- YOUR OBJECTIVE:
While copying the entries exactly, leave out each picture they contain.

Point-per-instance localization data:
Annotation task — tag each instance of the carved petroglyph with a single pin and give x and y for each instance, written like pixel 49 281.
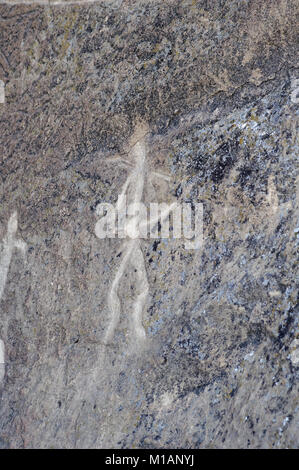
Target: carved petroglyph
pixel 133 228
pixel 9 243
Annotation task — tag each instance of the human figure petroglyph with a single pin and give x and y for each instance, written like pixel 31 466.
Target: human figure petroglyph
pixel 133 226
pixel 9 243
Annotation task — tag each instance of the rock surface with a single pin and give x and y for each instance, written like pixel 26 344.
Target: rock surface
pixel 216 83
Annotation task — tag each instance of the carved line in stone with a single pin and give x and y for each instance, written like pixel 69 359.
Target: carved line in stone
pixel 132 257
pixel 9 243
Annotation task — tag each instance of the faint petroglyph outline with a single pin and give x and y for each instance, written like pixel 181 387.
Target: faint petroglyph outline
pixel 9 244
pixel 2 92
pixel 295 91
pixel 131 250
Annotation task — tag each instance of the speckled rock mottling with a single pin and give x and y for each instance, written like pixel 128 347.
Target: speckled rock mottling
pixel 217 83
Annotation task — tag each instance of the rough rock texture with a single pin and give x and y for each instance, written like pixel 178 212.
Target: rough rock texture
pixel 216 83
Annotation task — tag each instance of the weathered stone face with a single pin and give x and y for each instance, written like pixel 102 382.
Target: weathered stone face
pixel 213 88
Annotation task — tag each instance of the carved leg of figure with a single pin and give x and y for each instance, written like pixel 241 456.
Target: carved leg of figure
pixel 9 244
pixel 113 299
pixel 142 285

- TASK RESULT:
Annotation task — tag each instance of the carved petroglyph with a single pin and give x and y for each instance, written like pixel 49 281.
Target: carved petroglyph
pixel 133 228
pixel 9 243
Annotation task — tag each instance of the human figure petroglyph with a single pin and give x and y for each instance, written like pixel 31 466.
Target: human figure petroglyph
pixel 133 226
pixel 9 243
Annotation task — tag each instance of the rock surface with a single pin and give x and y for each instance, written like pixel 26 344.
Target: rock surface
pixel 216 83
Annotation task — tag each instance of the carved line in stone with a single pin and give x and y for each instance, written like pixel 69 359.
Target: carved line in stone
pixel 132 257
pixel 9 243
Annotation task — tag each instance of the faint petroglyph outline with a single pin and give x and y for each instance, written like pixel 181 387.
Target: faint petroglyph outline
pixel 9 244
pixel 2 92
pixel 295 91
pixel 131 250
Annotation task — tag each instance of the speckled rock mottling with a single pin and give x and y for each instance, written like pixel 128 347.
Target: speckled rock mottling
pixel 217 83
Annotation task — tag each instance of the rough rock texture with a single pin and give x and y for each instance, written like pixel 178 212.
Target: rough rock texture
pixel 216 83
Annotation task — tag each instance of the weathered stone face with a single pin and give x and y for each instance, written like pixel 102 382.
Target: weathered stone face
pixel 213 88
Annotation task — tag each instance of the carved leg of figure with a single pin and give x and y for each instance, written like pixel 241 456.
Target: carved leg of figure
pixel 9 244
pixel 113 299
pixel 142 285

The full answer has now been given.